GOAL
Find "If you could point to the two-tone" in the data below; transcribe the line it appears on and each line after it, exactly, to the end, and nothing else.

RECORDS PROVIDED
--------------------------------
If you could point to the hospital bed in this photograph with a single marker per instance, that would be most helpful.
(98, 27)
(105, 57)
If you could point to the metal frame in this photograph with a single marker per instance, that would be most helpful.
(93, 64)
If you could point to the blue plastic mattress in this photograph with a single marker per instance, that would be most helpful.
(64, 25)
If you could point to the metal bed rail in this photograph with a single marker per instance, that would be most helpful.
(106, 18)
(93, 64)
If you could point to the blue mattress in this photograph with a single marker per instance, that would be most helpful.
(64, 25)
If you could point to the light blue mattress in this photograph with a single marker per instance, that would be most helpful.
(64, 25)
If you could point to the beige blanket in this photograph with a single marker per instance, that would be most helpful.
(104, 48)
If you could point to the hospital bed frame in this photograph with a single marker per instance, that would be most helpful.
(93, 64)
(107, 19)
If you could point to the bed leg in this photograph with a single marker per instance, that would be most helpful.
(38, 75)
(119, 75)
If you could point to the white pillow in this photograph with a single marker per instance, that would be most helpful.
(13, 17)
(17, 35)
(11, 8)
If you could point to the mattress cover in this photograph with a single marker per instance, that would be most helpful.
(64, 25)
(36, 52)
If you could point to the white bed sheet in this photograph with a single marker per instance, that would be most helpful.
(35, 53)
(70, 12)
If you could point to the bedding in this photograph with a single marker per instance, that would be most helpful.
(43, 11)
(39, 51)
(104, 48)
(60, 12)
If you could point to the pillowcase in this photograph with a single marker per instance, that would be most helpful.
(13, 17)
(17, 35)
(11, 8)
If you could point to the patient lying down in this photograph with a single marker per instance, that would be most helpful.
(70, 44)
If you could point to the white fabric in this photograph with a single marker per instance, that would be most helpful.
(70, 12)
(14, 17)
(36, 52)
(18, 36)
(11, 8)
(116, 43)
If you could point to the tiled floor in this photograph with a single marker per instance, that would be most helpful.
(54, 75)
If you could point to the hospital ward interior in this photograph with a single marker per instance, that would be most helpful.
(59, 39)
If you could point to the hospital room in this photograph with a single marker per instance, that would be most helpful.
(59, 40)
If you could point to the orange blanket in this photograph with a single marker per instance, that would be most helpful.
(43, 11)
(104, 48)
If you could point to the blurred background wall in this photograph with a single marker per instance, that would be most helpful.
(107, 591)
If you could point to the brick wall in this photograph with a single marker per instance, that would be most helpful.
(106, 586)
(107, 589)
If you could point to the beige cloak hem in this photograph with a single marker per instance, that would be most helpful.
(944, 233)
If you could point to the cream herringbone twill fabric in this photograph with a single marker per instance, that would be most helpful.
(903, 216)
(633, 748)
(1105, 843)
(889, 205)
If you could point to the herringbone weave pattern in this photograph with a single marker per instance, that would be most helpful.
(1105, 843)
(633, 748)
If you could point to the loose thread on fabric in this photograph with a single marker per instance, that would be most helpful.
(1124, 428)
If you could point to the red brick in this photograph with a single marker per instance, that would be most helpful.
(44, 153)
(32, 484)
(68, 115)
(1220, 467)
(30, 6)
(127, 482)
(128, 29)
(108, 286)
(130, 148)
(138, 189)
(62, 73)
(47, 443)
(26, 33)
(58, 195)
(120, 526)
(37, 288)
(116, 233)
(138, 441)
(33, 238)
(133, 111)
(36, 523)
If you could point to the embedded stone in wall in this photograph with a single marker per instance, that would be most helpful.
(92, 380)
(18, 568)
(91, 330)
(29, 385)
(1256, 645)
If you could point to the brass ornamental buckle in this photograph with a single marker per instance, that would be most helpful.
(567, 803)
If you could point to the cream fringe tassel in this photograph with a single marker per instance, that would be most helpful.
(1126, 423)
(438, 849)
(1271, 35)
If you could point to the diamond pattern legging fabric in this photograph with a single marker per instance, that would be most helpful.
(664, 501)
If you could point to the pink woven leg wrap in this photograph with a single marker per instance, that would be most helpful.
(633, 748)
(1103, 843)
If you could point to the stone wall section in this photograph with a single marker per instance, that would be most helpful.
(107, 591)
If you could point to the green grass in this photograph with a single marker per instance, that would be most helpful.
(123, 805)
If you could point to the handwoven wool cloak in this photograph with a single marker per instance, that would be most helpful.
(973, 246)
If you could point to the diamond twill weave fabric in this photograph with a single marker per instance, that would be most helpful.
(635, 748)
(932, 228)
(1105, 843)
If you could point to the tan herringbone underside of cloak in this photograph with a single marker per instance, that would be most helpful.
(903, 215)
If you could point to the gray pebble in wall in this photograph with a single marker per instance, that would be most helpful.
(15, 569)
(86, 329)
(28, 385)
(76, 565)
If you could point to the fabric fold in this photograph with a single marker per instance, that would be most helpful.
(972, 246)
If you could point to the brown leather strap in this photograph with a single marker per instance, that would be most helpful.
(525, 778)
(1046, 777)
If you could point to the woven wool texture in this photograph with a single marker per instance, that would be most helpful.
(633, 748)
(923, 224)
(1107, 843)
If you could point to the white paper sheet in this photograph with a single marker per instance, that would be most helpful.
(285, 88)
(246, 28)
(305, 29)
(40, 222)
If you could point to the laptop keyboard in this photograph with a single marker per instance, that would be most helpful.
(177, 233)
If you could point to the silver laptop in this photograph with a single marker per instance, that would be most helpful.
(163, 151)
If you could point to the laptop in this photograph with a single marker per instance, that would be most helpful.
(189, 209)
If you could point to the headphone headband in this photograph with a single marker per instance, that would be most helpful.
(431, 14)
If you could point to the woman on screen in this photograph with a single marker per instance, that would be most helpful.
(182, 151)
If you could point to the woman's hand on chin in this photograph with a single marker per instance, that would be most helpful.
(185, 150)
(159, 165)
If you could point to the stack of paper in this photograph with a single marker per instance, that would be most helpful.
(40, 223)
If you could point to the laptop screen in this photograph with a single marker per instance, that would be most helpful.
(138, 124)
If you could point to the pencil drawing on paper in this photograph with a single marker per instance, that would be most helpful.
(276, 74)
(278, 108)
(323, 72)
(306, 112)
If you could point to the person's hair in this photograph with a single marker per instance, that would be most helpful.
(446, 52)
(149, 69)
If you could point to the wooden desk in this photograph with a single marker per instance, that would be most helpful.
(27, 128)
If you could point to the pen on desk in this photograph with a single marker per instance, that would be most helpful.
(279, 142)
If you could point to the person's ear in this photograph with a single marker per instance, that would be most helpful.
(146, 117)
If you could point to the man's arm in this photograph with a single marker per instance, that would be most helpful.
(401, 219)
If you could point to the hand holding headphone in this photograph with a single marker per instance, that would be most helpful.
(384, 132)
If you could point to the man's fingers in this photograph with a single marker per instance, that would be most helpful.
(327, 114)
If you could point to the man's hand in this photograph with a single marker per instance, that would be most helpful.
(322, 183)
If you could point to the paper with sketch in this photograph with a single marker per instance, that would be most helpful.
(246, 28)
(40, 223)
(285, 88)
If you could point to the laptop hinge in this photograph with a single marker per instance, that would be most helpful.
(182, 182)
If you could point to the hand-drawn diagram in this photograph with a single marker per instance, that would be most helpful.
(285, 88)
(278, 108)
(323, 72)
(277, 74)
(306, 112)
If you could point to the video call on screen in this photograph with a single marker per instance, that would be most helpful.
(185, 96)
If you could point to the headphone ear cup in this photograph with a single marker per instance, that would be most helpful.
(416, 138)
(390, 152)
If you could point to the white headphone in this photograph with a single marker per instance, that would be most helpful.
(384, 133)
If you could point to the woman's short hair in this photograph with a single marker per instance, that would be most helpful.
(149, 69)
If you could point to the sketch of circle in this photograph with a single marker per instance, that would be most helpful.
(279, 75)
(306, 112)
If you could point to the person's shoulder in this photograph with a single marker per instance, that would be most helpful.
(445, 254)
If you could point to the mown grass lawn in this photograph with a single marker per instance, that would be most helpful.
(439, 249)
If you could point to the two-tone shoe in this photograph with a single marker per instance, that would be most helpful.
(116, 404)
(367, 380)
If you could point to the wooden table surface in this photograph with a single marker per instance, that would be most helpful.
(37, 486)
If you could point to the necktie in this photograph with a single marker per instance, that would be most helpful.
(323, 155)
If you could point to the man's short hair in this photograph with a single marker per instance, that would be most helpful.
--------------------------------
TASK OUTPUT
If you could point to the two-tone shoe in this photograph with a single marker per instance, that would be most helpful.
(116, 404)
(367, 380)
If you could point to the wooden table surface in this photograph with a single marker per instance, that would be most helpful.
(37, 486)
If you could point to the necktie in this photograph with a single marker per instance, that would be most helpful.
(323, 155)
If you could point to the man's short hair in this photograph with a single marker per instance, that would be most helpful.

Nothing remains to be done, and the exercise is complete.